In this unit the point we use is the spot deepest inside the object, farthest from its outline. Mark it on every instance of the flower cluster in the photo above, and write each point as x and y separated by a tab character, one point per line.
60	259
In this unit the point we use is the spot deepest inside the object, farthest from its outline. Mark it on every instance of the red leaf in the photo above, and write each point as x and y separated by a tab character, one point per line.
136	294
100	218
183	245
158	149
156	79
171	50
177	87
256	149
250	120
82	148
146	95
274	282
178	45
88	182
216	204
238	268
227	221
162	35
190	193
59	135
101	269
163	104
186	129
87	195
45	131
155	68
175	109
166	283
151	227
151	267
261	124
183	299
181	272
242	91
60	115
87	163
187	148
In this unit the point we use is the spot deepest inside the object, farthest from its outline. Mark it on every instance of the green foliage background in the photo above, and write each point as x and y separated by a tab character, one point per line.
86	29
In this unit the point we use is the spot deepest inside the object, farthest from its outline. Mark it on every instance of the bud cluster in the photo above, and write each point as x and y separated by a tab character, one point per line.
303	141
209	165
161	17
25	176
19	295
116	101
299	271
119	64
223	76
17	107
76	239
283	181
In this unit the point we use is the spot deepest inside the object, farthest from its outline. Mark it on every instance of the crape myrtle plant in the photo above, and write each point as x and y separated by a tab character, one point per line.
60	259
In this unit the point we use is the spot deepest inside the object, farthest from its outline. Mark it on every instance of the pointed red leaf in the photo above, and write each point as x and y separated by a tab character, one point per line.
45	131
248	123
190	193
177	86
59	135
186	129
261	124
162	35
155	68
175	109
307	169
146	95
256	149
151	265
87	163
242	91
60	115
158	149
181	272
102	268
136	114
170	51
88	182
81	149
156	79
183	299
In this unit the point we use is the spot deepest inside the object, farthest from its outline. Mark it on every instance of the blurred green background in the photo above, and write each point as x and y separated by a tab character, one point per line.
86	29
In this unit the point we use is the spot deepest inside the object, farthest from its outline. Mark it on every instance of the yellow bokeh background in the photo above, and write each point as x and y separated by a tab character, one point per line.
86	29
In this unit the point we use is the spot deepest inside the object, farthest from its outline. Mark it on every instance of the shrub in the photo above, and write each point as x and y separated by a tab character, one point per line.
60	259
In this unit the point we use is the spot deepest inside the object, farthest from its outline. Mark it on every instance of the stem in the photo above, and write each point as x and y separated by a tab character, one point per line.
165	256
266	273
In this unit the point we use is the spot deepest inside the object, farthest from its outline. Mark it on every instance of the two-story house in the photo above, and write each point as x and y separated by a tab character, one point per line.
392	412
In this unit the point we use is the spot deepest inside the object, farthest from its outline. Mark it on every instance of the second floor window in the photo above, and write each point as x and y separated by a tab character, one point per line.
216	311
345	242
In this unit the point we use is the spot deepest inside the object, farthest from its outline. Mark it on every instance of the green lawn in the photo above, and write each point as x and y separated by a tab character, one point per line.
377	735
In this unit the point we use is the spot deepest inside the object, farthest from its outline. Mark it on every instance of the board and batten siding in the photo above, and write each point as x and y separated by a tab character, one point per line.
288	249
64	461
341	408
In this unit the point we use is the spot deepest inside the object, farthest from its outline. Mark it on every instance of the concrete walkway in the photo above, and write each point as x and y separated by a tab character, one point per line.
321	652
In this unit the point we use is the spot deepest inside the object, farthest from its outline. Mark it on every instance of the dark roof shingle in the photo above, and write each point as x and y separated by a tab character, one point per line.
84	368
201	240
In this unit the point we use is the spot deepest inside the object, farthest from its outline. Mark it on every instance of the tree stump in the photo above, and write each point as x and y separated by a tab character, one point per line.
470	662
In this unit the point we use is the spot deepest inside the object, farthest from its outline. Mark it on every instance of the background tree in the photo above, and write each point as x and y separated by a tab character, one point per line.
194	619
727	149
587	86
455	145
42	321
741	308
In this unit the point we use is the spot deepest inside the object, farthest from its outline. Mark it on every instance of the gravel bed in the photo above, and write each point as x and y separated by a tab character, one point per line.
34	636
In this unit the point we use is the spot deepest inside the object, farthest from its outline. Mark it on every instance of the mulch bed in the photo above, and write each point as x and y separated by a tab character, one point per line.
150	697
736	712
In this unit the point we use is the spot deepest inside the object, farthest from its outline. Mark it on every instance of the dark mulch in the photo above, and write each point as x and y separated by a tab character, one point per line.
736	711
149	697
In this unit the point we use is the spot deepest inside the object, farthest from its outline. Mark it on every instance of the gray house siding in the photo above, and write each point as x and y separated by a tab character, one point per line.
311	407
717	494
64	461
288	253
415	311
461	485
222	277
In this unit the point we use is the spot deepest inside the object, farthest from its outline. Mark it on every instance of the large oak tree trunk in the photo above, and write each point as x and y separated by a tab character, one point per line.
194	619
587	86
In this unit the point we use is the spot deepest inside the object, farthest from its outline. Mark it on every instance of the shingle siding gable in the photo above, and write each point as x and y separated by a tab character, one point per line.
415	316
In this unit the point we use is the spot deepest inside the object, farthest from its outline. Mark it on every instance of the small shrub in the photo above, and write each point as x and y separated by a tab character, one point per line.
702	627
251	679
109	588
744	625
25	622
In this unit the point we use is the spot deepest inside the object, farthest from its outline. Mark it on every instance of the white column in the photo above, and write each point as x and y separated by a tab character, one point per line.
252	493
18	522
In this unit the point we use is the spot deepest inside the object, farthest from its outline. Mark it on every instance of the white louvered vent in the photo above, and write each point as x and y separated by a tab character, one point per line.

- _The request_
Would you give again, word for word, every line from the one with "of the gray" through the final line of the listing above?

- _Result_
In this unit the point we use is the spot deepest inside the object, farthest from its outline. Mark it on every instance of the gray house siding in the photo above, and write each point as x and y separated by a tab character, one point per line.
311	407
717	494
64	461
288	253
415	311
461	485
222	277
In this unit the point we use is the spot deepest inside the object, farthest from its outline. Mark it on every instance of the large oak tree trunk in the photo above, and write each point as x and y separated by a tab character, one point per line.
194	619
587	86
In this unit the point we use is the spot deepest inside the object, farthest from its outline. Mark it on every instance of the shingle siding gable in the photo above, and write each point as x and y separated by a tab character, one point per line.
415	316
In this unit the point we use is the spot deepest inside the object, farthest from its outline. Mark it on every instance of the small shrub in the photo above, and write each point as x and y separated by a tab character, one point per line.
702	627
251	679
109	588
744	625
25	622
In this unit the point we use is the spot deepest inside the object, farthest from its outline. Mark it on every instance of the white column in the photo above, and write each point as x and y separated by a tab character, one point per line.
252	493
18	522
In this unit the point we use is the spot deepest inside the object, farthest from its outline. Mark it on every instance of the white louvered vent in the photo above, and write each point as x and y separated by a tab character, one point per line.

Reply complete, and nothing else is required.